Исходный отрывок

──────────────────────────────

5. Во исполнение обетования Петр вместе с остальными «Двенадцатью» стал апостолом на Пятидесятницу. Но он имел еще особое обетование, что на нем будет построена Церковь. Когда и как оно исполнилось? Это кардинальный вопрос для всей книги Кулльмана «Св. Петр», но это и кардинальный вопрос для всего христианского сознания. Прежде всего, попробуем выяснить точку зрения К. Согласно его мнению Петр скала, на которой строится Церковь, т. е. он ее основание, на котором она покоится и в котором она укоренена (стр. 189). Это звучит почти, как догматическая аксиома, под которой могут подписаться православные и католики, но она не дает ответа на вопрос, в чем это выразилось о жизни Церкви. Надо отметить, что К. признает, кроме Петра, всех апостолов основанием Церкви, что сразу же ставит вопрос, как и чем отличить особые функции Петра от обычных функций апостолов. И тот в другой вопрос Кулльманн решает в хронологическом смысле. Уже при земной жизни Христа Петр был первым среди «Двенадцати» как их представитель. Вероятно, по Кулльманну, на Тайной вечери он получил особое обетование быть скалой, иметь ключи Царствия Божьего и «вязать и разрешать», что потом было распространено частично и на остальных из «Двенадцати». Ему первому явился Христос и, вероятно, ему первому Он поручил особую миссию что, по-видимому, нашло свое выражение в Ио. 21, 15—17: «паси овец Моих». За первым явлением воскресшего Христа последовали другие, и остальные «Двенадцать» получили служение апостольства. Он быть первым среди апостолов, но опять же, как их представитель и «porte parole». Как домоуправитель, которому поручены ключи (стр. 183), он возглавил Церковь в первые годы его пребывания в Иерусалиме. Затем, чувствуя больше склонности к миссионерской работе, чем к возглавлению Иерусалимской церкви, он передал его Иакову, брату Господню, а сам стал во глав иудео-христианской миссии, находившейся в зависимости от Иакова. С этого момента ему уже не принадлежало управление универсальной церковью. Если во время своей последующей миссионерской деятельности он был во главе той или иной местной церкви, то через нее он никак не мог быть главою универсальной церкви.

──────────────────────────────

Фрагменты материала
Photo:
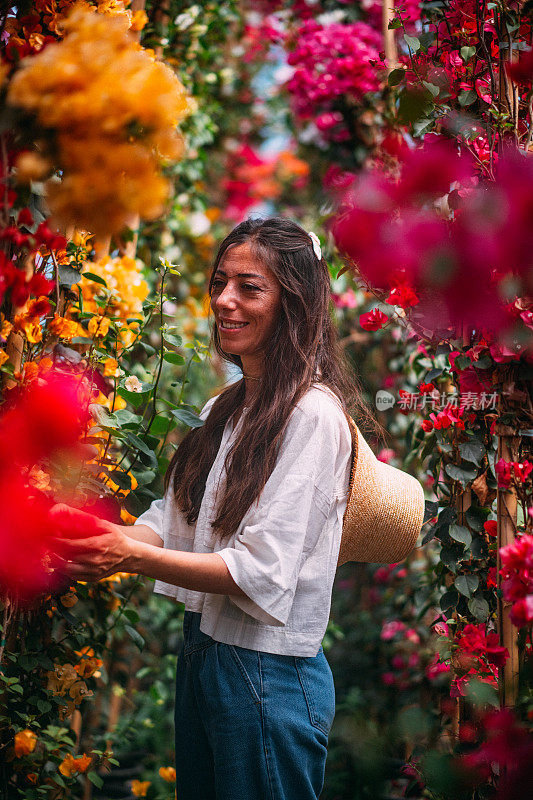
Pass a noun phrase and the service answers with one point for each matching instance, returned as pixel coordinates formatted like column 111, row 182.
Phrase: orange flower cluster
column 48, row 17
column 125, row 292
column 64, row 681
column 25, row 742
column 266, row 179
column 71, row 765
column 114, row 111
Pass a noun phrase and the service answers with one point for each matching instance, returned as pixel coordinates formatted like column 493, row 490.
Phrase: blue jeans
column 250, row 725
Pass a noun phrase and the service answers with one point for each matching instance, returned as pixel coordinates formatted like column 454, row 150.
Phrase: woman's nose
column 226, row 298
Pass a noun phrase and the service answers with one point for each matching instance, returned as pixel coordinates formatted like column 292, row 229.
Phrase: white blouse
column 284, row 553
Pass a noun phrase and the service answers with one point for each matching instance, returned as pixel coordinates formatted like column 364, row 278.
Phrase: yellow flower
column 140, row 788
column 99, row 326
column 70, row 765
column 113, row 604
column 68, row 600
column 110, row 367
column 5, row 327
column 31, row 167
column 126, row 517
column 30, row 327
column 88, row 667
column 139, row 20
column 80, row 238
column 65, row 328
column 168, row 774
column 92, row 89
column 25, row 742
column 79, row 691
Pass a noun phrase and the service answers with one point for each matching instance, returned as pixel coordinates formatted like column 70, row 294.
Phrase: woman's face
column 247, row 295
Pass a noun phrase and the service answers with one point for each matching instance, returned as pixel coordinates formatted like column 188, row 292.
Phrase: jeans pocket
column 317, row 685
column 249, row 666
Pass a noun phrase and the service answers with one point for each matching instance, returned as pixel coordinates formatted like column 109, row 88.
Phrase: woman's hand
column 89, row 548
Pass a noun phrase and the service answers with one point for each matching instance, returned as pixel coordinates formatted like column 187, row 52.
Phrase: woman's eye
column 249, row 287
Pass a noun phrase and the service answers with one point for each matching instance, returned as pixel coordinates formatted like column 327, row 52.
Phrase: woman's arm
column 201, row 572
column 142, row 533
column 92, row 549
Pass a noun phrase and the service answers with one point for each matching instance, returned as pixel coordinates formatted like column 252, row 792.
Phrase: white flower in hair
column 316, row 244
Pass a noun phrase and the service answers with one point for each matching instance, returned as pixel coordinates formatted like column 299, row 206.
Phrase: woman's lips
column 240, row 327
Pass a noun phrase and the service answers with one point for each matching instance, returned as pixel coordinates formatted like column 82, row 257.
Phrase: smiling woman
column 248, row 533
column 246, row 300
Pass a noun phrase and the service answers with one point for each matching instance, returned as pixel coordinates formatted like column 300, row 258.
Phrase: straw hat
column 385, row 509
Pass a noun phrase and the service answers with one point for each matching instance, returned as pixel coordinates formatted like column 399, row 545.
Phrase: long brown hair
column 304, row 347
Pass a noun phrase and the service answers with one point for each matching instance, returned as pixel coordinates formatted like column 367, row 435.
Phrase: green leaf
column 481, row 693
column 434, row 90
column 136, row 636
column 467, row 97
column 162, row 425
column 450, row 557
column 479, row 607
column 132, row 615
column 449, row 599
column 148, row 349
column 135, row 398
column 472, row 451
column 421, row 125
column 96, row 278
column 462, row 474
column 172, row 338
column 467, row 584
column 186, row 416
column 103, row 416
column 68, row 276
column 461, row 534
column 138, row 443
column 145, row 477
column 95, row 779
column 412, row 42
column 120, row 478
column 467, row 53
column 396, row 76
column 125, row 417
column 173, row 358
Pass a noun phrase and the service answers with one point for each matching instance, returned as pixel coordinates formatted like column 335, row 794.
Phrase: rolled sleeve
column 266, row 557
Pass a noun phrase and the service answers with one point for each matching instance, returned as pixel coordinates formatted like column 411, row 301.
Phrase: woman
column 248, row 533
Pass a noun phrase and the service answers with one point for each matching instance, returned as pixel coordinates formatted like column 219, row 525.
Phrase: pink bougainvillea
column 335, row 63
column 517, row 579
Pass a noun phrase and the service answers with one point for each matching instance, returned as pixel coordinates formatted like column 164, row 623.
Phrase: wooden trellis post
column 391, row 52
column 507, row 519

──────────────────────────────

Ваше задание
Ответьте на вопросы по отрывку о книге Кулльмана «Св. Петр».
1. Когда Петр вместе с остальными «Двенадцатью» стал апостолом?
2. На какой странице, согласно отрывку, Кулльман называет Петра скалой, на которой строится Церковь?
3. Кому, по Кулльманну, Петр передал возглавление Иерусалимской церкви?
Приведённый материал существует отдельно от отрывка и к нему не относится.

Письменный ответ
1. На Пятидесятницу.
2. На странице 189.
3. Иакову, брату Господню.